[Opening MATERIAL SHOWN section]
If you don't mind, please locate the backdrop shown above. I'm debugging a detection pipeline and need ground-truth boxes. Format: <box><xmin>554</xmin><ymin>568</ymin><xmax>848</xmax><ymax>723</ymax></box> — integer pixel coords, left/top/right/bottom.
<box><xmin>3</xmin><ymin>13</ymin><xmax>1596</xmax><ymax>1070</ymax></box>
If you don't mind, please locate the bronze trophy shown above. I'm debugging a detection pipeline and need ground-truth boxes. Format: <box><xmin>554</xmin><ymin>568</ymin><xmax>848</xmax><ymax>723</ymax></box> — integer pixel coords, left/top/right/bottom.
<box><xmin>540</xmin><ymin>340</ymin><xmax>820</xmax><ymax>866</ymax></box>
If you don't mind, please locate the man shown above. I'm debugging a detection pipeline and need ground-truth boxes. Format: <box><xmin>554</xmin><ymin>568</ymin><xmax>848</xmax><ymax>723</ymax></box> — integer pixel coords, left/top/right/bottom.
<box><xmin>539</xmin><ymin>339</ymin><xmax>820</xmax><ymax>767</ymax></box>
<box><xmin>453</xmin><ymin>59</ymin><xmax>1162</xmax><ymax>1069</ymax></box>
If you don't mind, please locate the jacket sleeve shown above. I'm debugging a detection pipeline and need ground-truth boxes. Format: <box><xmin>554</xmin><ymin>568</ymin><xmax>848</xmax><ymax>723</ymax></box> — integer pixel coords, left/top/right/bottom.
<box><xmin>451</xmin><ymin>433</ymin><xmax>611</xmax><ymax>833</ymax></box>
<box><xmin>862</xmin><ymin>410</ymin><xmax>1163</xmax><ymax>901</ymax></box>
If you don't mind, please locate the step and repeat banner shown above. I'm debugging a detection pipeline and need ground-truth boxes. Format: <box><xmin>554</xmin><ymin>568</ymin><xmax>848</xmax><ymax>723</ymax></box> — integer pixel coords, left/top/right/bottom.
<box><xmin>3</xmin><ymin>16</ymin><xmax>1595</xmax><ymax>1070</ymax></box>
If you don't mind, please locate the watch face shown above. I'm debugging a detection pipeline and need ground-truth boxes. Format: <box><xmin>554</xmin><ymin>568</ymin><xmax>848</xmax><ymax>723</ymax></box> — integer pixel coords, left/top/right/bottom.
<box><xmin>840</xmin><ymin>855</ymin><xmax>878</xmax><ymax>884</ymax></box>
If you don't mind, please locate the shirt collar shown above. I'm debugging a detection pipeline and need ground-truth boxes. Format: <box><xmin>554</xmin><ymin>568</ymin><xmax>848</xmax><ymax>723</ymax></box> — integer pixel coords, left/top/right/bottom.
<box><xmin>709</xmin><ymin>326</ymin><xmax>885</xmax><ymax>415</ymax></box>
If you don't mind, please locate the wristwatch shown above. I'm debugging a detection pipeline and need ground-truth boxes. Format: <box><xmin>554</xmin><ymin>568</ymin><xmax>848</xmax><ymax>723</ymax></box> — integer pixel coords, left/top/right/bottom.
[Closing MATERIAL SHOWN section]
TASK DESCRIPTION: Would you please reproduce every line from the one containing "If you don't mind, please locate the shirt" through the final line of the listing, and only those lines?

EXERCISE OUTPUT:
If you don't mind, please locate the shirt collar shown above. I'm debugging a detection pipeline and need ground-truth boxes. Format: <box><xmin>554</xmin><ymin>568</ymin><xmax>848</xmax><ymax>723</ymax></box> — integer pixel coords, left/top/right/bottom.
<box><xmin>709</xmin><ymin>326</ymin><xmax>885</xmax><ymax>415</ymax></box>
If you don't mind, please locate the wristwatch shown above. I'm debugging a detection pipeline and need ground-truth boxes. Format: <box><xmin>554</xmin><ymin>568</ymin><xmax>848</xmax><ymax>723</ymax></box> — integer pixel coords, left/top/right/bottom.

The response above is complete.